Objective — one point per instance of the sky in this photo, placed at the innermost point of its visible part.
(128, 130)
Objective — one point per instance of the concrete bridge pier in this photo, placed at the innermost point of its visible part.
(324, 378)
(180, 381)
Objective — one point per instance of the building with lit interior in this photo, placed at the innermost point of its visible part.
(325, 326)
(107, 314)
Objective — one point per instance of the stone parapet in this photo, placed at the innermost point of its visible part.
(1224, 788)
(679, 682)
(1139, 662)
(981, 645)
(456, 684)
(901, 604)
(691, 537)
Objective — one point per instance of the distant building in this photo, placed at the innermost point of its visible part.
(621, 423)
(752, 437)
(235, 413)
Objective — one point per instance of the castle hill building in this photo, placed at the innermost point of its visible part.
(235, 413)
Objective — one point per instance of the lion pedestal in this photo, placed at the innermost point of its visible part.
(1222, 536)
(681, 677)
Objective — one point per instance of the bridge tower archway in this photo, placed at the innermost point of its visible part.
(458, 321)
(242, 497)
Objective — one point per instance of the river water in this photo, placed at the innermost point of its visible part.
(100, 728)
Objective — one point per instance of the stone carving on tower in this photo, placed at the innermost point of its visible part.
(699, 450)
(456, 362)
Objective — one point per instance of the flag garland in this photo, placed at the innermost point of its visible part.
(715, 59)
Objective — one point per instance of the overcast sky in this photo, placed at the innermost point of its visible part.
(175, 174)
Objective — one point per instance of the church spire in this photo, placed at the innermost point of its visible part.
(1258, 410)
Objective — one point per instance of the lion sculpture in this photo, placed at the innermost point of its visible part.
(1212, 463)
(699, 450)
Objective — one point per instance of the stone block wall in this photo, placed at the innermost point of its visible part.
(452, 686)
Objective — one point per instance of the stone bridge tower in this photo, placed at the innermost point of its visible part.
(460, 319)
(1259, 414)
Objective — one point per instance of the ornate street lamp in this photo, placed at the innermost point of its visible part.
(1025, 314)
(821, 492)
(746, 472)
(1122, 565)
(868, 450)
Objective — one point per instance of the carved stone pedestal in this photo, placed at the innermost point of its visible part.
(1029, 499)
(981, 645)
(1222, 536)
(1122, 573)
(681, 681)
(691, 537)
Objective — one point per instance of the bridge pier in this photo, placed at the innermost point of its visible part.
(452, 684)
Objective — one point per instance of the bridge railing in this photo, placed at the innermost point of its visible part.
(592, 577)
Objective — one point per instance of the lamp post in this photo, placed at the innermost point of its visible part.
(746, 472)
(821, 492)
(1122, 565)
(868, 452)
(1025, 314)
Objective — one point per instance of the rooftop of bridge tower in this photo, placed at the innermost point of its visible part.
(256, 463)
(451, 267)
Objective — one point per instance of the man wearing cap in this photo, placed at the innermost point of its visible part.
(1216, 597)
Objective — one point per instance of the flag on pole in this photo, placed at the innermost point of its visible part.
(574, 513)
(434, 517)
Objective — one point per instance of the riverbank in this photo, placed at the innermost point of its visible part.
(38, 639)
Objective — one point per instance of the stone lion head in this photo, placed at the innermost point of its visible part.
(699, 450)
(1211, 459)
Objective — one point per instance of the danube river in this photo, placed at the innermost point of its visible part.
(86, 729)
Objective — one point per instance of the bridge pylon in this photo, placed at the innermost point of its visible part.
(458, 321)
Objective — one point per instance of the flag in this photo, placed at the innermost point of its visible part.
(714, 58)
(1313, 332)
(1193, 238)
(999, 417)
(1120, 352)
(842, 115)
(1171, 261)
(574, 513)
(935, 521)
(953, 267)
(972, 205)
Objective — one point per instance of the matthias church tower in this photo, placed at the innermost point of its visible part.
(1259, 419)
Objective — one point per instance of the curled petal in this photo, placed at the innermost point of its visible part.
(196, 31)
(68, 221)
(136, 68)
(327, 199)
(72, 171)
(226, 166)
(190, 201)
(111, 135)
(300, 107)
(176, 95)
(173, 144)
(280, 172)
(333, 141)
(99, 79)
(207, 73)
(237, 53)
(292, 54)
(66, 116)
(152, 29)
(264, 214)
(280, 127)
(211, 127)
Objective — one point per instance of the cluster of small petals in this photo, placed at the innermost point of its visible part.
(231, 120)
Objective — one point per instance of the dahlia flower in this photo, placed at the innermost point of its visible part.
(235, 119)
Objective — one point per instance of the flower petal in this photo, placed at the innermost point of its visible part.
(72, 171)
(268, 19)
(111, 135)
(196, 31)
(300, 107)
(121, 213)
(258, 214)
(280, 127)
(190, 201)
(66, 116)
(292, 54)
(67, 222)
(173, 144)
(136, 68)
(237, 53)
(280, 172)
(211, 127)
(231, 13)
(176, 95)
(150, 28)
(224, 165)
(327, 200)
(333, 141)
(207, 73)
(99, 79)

--- Given problem ---
Please rewrite all of the items above, putting "deepest interior point" wherever "innermost point" appears and keeping everything else the same.

--- Result ---
Objective — one point per instance of the sky in this photo, placed at the deepest interior point of its visible part.
(128, 130)
Objective — one point per instance of the concrete bridge pier in this photo, placed at the deepest interior point of its visible part.
(324, 378)
(180, 381)
Objective — one point per instance of the building with lit interior in this photo, placed at the deepest interior point of its visible part.
(325, 326)
(107, 314)
Objective — one point per instance of the stone parapet in this photo, placed at the deepest interior point of its visible part.
(1224, 788)
(679, 682)
(1139, 662)
(981, 645)
(456, 684)
(901, 604)
(691, 537)
Objective — one point per instance of the distant building in this photo, placed at the deepest interior point of its visible part.
(621, 423)
(752, 437)
(235, 413)
Objective — one point per instance of the castle hill building in this photo, placed at the deepest interior point of its visible part.
(235, 413)
Objective — one point per instance of the lion pedestal in this photo, placed at the deepest interior point of its visible part.
(1222, 536)
(681, 677)
Objective — one point per instance of the bridge tower archway in this photo, placed at the deepest interior point of its visible part.
(458, 321)
(242, 497)
Objective — one point per instance of the river water in this photo, placed at the deepest interior point of its visible part.
(100, 728)
Objective — one point per instance of the stone carving on tower in this photo, placed at the deepest interior point of its visible part.
(699, 450)
(456, 362)
Objective — one point per instance of the flag garland in this photo, placed at the deepest interior point of its visible part.
(715, 59)
Objective — one point per instance of the overcast sky in this photo, placed at the deepest interior point of its visible part.
(175, 174)
Objective — one point per instance of the church spire in this photo, placed at the deepest interior point of its visible part.
(1258, 410)
Objective — one point per instance of the lion sculpture in this photo, placed at the deepest interior point of its visible part.
(1212, 463)
(699, 450)
Objective — one point per instance of the stone block wall in this photo, placed at the deepest interior point of its visible part.
(452, 686)
Objective — one point per instance of the stone bridge tower in this photo, placed at the deepest interior point of its visible part.
(460, 319)
(1259, 414)
Objective — one point per instance of the ornate street lamp in this photo, placed at the deepest interior point of its visible part.
(1025, 314)
(821, 492)
(746, 472)
(1122, 565)
(868, 450)
Objective — one point per instance of the carved stone pedestal in this photo, placed at the deepest interior point of its visible part.
(1029, 499)
(981, 645)
(1222, 536)
(1122, 573)
(681, 681)
(691, 537)
Objective — one point per instance of the bridge pier in this photo, placed at the deepest interior point of its visible part.
(452, 684)
Objective — one point per instance of the bridge railing in this photo, placed at the deepest interior point of its visible part.
(592, 577)
Objective — one point per instance of the lamp post in this photo, placed at the deepest interior point of its visible part.
(746, 472)
(821, 492)
(1122, 565)
(868, 452)
(1025, 314)
Objective — one point per instance of the rooftop of bridge tower in this photo, placed at the deepest interior point of its visible part.
(256, 463)
(451, 267)
Objective — one point per instance of the man wearing cap in this photo, placed at the deepest interior point of its visible part.
(1216, 597)
Objective — one point per instance of the flag on pole in this photo, placed at the deepest interior point of its visible part.
(574, 513)
(434, 517)
Objective — one point per instance of the riverbank in this photo, placed at the deepest interior point of its visible part.
(38, 639)
Objective — one point per instance of the stone lion head in this photo, placed at the deepest interior point of its visible part.
(699, 450)
(1211, 459)
Objective — one point per instance of the danube river in this photo, placed at the deepest interior point of its visible part.
(86, 729)
Objective — one point per instance of the bridge pylon in this photo, placed at the deepest interior point of its visible part.
(458, 321)
Objective — one point per instance of the flag in this photo, placed at the deepest interior point of its visible part.
(714, 58)
(1313, 332)
(1193, 238)
(999, 417)
(1120, 352)
(842, 115)
(1171, 261)
(574, 513)
(935, 521)
(953, 267)
(972, 205)
Objective — one point per instance of the matthias church tower in this photo, placed at the deepest interior point of its visible part.
(1259, 419)
Objective — one point per instance of the curled petal in this photo, placed at the deepest interior point of its visible part.
(196, 31)
(68, 221)
(136, 68)
(327, 199)
(72, 171)
(226, 166)
(190, 201)
(111, 135)
(300, 107)
(176, 95)
(173, 144)
(280, 172)
(333, 141)
(99, 79)
(207, 73)
(237, 53)
(292, 54)
(66, 116)
(152, 29)
(264, 214)
(280, 127)
(211, 127)
Objective — one point per instance of the cluster of small petals in this photo, placed at the deepest interior point of its visible part.
(231, 120)
Objective — one point per instance of the dahlia flower in this photo, placed at the deepest interior point of its visible part.
(235, 119)
Objective — one point per instance of the flower petal in this photo, placed at the deepest interior point of its visible part.
(72, 171)
(268, 19)
(111, 135)
(196, 31)
(300, 107)
(121, 213)
(258, 214)
(280, 127)
(190, 201)
(66, 116)
(292, 54)
(67, 222)
(173, 144)
(136, 68)
(237, 53)
(280, 172)
(211, 127)
(231, 13)
(176, 95)
(150, 28)
(224, 165)
(327, 200)
(333, 141)
(207, 73)
(99, 79)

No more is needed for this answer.